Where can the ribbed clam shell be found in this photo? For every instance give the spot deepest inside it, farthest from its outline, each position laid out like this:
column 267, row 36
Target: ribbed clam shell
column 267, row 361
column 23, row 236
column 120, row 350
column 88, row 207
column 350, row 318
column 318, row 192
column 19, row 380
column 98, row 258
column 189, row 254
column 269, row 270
______
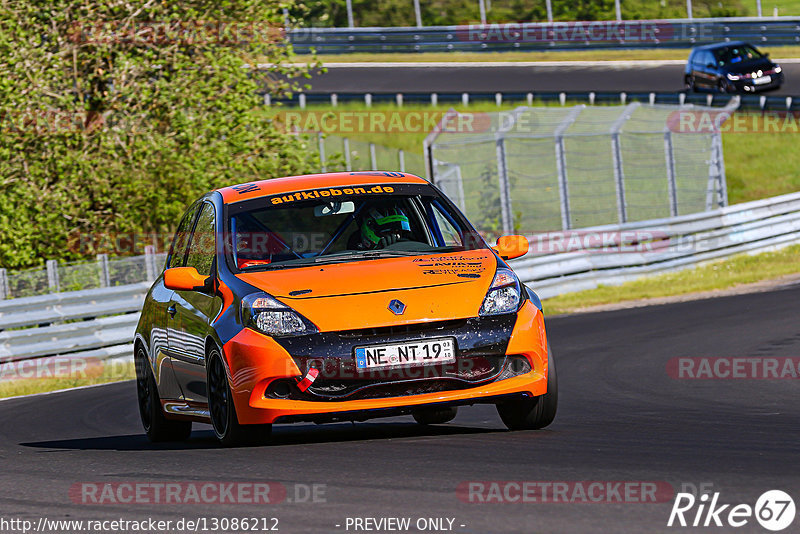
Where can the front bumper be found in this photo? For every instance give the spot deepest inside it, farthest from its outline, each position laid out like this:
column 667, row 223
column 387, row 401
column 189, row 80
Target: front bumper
______
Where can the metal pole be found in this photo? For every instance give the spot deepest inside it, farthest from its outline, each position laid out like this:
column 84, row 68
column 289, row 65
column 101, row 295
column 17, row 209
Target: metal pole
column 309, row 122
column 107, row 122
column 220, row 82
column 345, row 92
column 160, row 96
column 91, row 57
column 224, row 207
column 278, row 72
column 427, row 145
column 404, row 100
______
- _What the task requires_
Since only part of the listing is wanted, copy exactly the lines from the one holding "Where can the front" to the one holding "Target: front bumper", both included.

- _Result for this exercise_
Where can the front bumper be found in this photo? For every instance give the spot deepest inside it, farthest from its outline, each position laid out like this:
column 667, row 223
column 387, row 401
column 189, row 80
Target: front bumper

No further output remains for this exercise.